╭─ 読む文章
いくつかの実施形態では、突起またはベースの一方は、第2の向きにおいて放射線不透過性インサートに当接して、キャップがベースに係合するのを阻止する。
【0006】
いくつかの実施形態では、突起は、第1の向きにおいて、放射線不透過性インサートの周縁に配置される切り込みと係合し、アクセスポートは、第2の向きにおいて、切り込みが放射線不透過性インサートの周縁の一部分に当接するように構成される。
【0007】
いくつかの実施形態では、突起は、第1の向きにおいて放射線不透過性インサートの開口部と係合するとともに、第2の向きにおいて放射線不透過性インサートの一部分に当接する、ように構成される。
【0008】
いくつかの実施形態では、シンボルはポートの特性を示す。
いくつかの実施形態では、シンボルは「CT」の文字を含む。
いくつかの実施形態では、インサートは、ステムからリザーバーの反対側に、長手軸に沿って配置される。
【0009】
いくつかの実施形態では、リザーバーは、長手軸に沿ってステムとインサートとの間に配置される。
いくつかの実施形態では、ノーズ部は、ポートから長手軸に沿って、ステムの反対側に延在する。
【0010】
凹部を画定するノーズ部を含むキャップを設けることと、開口部を含む放射線不透過性インサートであって、開口部の周縁がシンボルを画定する放射線不透過性インサートを、第1の向きで凹部内に配置することと、アライメント機能部を放射線不透過性インサートと係合させることであって、アライメント機能部は、放射線不透過性インサートを第1の向きに維持するとともに、放射線不透過性インサートが第1の向きとは異なる第2の向きで凹部に係合することを阻止するために、キャップの表面から凹部内に延在/突出することと、ベースをキャップと結合させることであって、ベースの一部分は、放射線不透過性インサートを第1の向きで凹部内に固定するために、凹部に亘って延在することと、を含む、皮下アクセスポートの製造方法も、開示される。
【0011】
いくつかの実施形態では、ベースはリザーバーを画定するとともに、ベースから長手軸に沿って延在するステムを含み、ステムはリザーバーと流体的に連通する。
いくつかの実施形態では、本方法は、ベースが前記キャップと結合される時に、隔壁を前記リザーバー上に固定することをさらに含む。
【0012】
いくつかの実施形態では、アライメント機能部またはベースの一方は、第2の向きにおいて放射線不透過性インサートに当接して、キャップがベースに係合するのを阻止する、ように構成される。
【0013】
いくつかの実施形態では、アライメント機能部は、放射線不透過性インサートの周縁に配置される切り込みと係合し、アライメント機能部は、第1の向きにおいて切り込みと係合し、第2の向きにおいて放射線不透過性インサートの周縁の一部分に当接する。
【0014】
いくつかの実施形態では、アライメント機能部は、第1の向きにおいて開口部に係合するとともに、第2の向きにおいて放射線不透過性インサートの一部分に当接する、ように構成される。
【0015】
いくつかの実施形態では、シンボルはポートの特性を示す。
いくつかの実施形態では、シンボルは「CT」の文字を含む。
いくつかの実施形態では、インサートは、ステムからリザーバーの反対側に、長手軸に沿って配置される。
╰─
╭─ 渡された資料
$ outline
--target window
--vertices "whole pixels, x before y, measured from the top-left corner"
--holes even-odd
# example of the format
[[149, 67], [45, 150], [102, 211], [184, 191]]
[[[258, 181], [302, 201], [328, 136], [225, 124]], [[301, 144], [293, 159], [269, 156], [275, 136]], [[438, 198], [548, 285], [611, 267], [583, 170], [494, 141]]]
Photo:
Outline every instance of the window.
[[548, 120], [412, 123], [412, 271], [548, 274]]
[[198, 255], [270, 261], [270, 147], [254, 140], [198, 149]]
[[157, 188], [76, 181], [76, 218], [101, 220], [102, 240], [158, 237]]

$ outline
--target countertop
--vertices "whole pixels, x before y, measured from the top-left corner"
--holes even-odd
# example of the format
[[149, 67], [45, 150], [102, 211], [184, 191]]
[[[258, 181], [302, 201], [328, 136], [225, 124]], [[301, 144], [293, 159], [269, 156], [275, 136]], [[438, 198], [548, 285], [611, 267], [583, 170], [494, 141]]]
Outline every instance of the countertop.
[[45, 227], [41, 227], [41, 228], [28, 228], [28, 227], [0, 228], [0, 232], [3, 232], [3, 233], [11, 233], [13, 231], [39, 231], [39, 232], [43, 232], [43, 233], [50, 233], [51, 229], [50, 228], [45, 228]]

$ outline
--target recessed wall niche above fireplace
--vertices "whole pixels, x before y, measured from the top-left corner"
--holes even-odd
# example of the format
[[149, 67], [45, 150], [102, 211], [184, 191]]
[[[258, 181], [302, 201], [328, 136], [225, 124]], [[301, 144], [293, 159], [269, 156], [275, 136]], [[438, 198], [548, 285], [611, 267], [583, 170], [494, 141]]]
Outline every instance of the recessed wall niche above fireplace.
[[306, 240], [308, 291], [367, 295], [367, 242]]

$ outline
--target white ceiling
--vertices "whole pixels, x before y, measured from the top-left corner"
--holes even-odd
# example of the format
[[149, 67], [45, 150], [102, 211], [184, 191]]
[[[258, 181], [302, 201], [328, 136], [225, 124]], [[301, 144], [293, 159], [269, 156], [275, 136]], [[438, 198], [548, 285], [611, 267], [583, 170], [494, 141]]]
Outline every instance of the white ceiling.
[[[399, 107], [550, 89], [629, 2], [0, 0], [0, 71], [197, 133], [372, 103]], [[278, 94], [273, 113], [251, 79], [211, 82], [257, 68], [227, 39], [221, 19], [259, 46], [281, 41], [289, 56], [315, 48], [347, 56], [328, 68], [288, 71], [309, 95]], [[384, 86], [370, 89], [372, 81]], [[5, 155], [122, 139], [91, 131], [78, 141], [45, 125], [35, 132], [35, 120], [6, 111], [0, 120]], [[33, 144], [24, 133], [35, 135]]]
╰─
-- やること --
皮下アクセスポートの文章の「いくつかの実施形態では、ノー」から「に固定することをさらに含む。」まで（どちらの語句も含む）を、「キャップ」を「カバー」に置き換えて書き直してください。

-- 答え --
いくつかの実施形態では、ノーズ部は、ポートから長手軸に沿って、ステムの反対側に延在する。
【0010】
凹部を画定するノーズ部を含むカバーを設けることと、開口部を含む放射線不透過性インサートであって、開口部の周縁がシンボルを画定する放射線不透過性インサートを、第1の向きで凹部内に配置することと、アライメント機能部を放射線不透過性インサートと係合させることであって、アライメント機能部は、放射線不透過性インサートを第1の向きに維持するとともに、放射線不透過性インサートが第1の向きとは異なる第2の向きで凹部に係合することを阻止するために、カバーの表面から凹部内に延在/突出することと、ベースをカバーと結合させることであって、ベースの一部分は、放射線不透過性インサートを第1の向きで凹部内に固定するために、凹部に亘って延在することと、を含む、皮下アクセスポートの製造方法も、開示される。
【0011】
いくつかの実施形態では、ベースはリザーバーを画定するとともに、ベースから長手軸に沿って延在するステムを含み、ステムはリザーバーと流体的に連通する。
いくつかの実施形態では、本方法は、ベースが前記カバーと結合される時に、隔壁を前記リザーバー上に固定することをさらに含む。